> [Text]:
▬▬▬▬▬▬▬▬▬▬
# To top or not to Top?



## Mr. Potato Head (May 11, 2005)

I 've got shiva plants -- my old roomate says that topping is the way to go -- then again some say that topping is not always a good thing -- The plants are doing well in spite of me -- since I'm new at this -- I have not topped, figured the less I have a sharp cutting blade around the plants -- the safer for both of us -- The plants are 2' now and they are feminized -- What should I do -- anybody know how this strain reacts -- let me know and I could sure use a drawing to make sure I'm topping correctly -- how many toppings should you do to one plant at a time -- peace -- Mr. Potato Head.


----------



## Ad1 (May 11, 2005)

I've had good results from topping, especially in hydro, however some strains dont handle it well


----------



## Mr. Potato Head (May 15, 2005)

Thanks for the reply -- I don't suppose you could draw a diagram of  -- I'm just not sure where to actually make the cuts? I have a sativa strain coming on as well -- I think it will probaly need more pruning? Mr. Potato Head -- P.S. -- looking to do a little trading of seeds -- looking for juicy fruit -- I have fresh feminized Shanti Shiva to offer -- let me know


----------



## notthecops (May 15, 2005)
▬▬▬▬▬▬▬▬▬▬
> [Recorded information]:

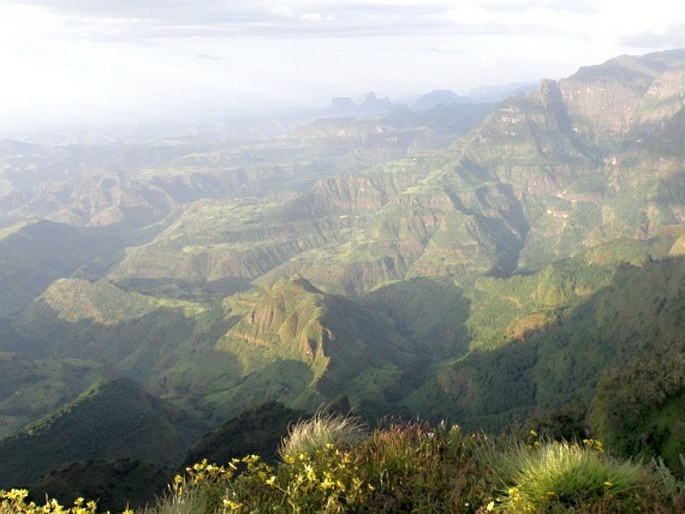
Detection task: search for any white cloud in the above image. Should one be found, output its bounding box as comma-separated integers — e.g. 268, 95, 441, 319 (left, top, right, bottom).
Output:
0, 0, 685, 132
▬▬▬▬▬▬▬▬▬▬
> [Job]: Reproduce the passage of the topping thread above, starting with "# To top or" and going on through "Ad1 (May 11, 2005)", word for word.

> [Answer to the task]:
# To top or not to Top?



## Mr. Potato Head (May 11, 2005)

I 've got shiva plants -- my old roomate says that topping is the way to go -- then again some say that topping is not always a good thing -- The plants are doing well in spite of me -- since I'm new at this -- I have not topped, figured the less I have a sharp cutting blade around the plants -- the safer for both of us -- The plants are 2' now and they are feminized -- What should I do -- anybody know how this strain reacts -- let me know and I could sure use a drawing to make sure I'm topping correctly -- how many toppings should you do to one plant at a time -- peace -- Mr. Potato Head.


----------



## Ad1 (May 11, 2005)